#### Exercise 1:
Reproduce the passage from the Seychelles COVID-19 article starting with "Meanwhile, Seychellois students" and going on through "earlier on Wednesday.".
#### Exercise 2:
According to the Seychelles COVID-19 article, why are Seychellois students abroad being told to stay where they are? Answer in one to three sentences.
#### Exercise 3:
Write what comes next in the Seychelles COVID-19 article, beginning after its final sentence.
===== Excerpt
Seychelles and COVID-19: 6 cases now confirmed

Seychelles has two more confirmed cases of COVID-19, bringing the total to six, a top health official said on Wednesday.
The Health Commissioner, Jude Gedeon, told a news conference, that two Ukrainians who work in a hotel in Seychelles were showing symptoms and their tests were positive.
“We now have six patients who have tested positive, four foreigners and two Seychellois. We also tested two contacts, one yesterday and one today; both are negative,” he said.
Gedeon added that the two foreigners are a couple and “one got in the country onboard Emirates on the 12th  and met the partner at the hotel. After two days they started having symptoms.”
Meanwhile, Seychellois students studying abroad are being advised to remain in the country they are currently in to minimise their risk of exposure to COVID-19.
“Students studying overseas live alone in their accommodation or with a roommate, hence their ability to self-isolate when a university shuts down is good. The risk of contracting the virus is higher now if you are to travel as compared to if you remain where you are and take precautionary measures,” said Gedeon told reporters earlier on Wednesday.
He said that all the students studying overseas are covered under medical insurance and that no African student studying in China, who were not evacuated, has been infected with COVID-19. These students followed all the instructions given by the authorities.
==========
===== Material supplied
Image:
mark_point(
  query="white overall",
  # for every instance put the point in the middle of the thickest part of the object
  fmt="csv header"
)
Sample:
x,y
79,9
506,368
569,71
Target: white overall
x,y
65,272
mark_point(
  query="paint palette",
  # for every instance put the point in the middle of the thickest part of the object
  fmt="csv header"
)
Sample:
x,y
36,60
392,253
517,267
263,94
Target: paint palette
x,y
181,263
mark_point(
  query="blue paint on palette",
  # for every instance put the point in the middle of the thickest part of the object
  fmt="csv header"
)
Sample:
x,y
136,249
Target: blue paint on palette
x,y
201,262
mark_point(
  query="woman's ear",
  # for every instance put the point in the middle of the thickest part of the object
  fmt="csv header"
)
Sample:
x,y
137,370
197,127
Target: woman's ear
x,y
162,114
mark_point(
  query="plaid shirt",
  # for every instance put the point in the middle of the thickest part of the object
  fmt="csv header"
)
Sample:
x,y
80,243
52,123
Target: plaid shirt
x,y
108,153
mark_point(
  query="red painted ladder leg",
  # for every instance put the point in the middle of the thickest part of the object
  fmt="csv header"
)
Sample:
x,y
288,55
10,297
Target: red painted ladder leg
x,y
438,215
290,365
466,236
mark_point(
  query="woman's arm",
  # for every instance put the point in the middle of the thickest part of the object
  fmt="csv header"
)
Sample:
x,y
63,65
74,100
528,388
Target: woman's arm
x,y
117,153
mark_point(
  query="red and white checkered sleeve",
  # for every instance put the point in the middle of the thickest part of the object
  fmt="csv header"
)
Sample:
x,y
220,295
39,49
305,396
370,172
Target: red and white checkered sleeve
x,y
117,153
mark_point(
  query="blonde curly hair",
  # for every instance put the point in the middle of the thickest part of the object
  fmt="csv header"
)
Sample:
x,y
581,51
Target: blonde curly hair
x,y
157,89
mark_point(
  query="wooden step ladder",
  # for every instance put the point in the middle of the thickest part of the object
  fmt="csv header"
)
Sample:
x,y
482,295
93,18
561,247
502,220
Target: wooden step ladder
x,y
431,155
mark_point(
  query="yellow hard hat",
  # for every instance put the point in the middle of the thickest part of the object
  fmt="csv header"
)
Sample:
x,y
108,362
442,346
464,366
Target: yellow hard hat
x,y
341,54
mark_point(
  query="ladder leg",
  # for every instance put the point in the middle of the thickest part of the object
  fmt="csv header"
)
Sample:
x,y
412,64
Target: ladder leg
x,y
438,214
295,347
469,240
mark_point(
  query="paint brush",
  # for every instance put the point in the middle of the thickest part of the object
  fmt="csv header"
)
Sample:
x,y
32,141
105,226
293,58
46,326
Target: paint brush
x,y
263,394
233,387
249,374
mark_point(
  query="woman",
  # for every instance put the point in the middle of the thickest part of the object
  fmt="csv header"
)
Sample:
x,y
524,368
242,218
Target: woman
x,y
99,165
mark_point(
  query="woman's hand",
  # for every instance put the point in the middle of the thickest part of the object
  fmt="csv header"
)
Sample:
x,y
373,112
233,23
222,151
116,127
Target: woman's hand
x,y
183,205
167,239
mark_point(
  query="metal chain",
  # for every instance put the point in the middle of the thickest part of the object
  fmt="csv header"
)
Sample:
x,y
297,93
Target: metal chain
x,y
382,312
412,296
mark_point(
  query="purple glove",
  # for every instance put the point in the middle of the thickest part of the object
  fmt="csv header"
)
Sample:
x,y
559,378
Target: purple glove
==========
#### Task response 1:
Meanwhile, Seychellois students studying abroad are being advised to remain in the country they are currently in to minimise their risk of exposure to COVID-19.
“Students studying overseas live alone in their accommodation or with a roommate, hence their ability to self-isolate when a university shuts down is good. The risk of contracting the virus is higher now if you are to travel as compared to if you remain where you are and take precautionary measures,” said Gedeon told reporters earlier on Wednesday.

#### Task response 2:
Students overseas live alone or with one roommate, so they can self-isolate well if their university shuts down. Gedeon said their risk of catching the virus is higher if they travel than if they stay put and take precautions.

#### Task response 3:
Gedeon added that the confirmed cases in Seychelles are all imported cases through a plane.
“Airplanes are not consistent with social isolation, as passengers are in close contact with one another, increasing the risk of transmission. From their residence to the airport, they need to commute and the airport is also a risk,” he said.
There are currently over 450 Seychellois students studying in 32 countries. None are studying in Italy but there are six students in France and 86 in the United Kingdom.
Emphasising that “lockdowns are preventative measures” the chief executive of the Agency for National Human Resources Development (ANHRD), Nadia Lauricourt, said that remaining in the countries they are currently in, will also facilitate the continuation of studies.
“Most of the universities are running online. Students are still following their studies even though they are confined to their homes. There are instances when you need the internet as well as other facilities. When you are back in Seychelles, you will have students who will say that the internet is slow or they are having difficulty accessing materials,” said Lauricourt.
She added that should a student wish to come back to Seychelles, an archipelago in the western Indian Ocean, travelling will be at their own risk and they will have to bear the cost of the trips.
“When we say that we need to bring the students back, this is when the government will cover the cost. The government of Seychelles is facing an epidemic that might cost us a lot in terms of resources, which is limited. If there is no necessity for the students to come home, we are encouraging them not to do so,” said Jeanne Simeon, the Minister of Education and Human Resource Development.
Lauricourt explained that a batch of students following internships in hotels in Mauritius are coming back to Seychelles earlier than expected as the tourism establishments are not operating.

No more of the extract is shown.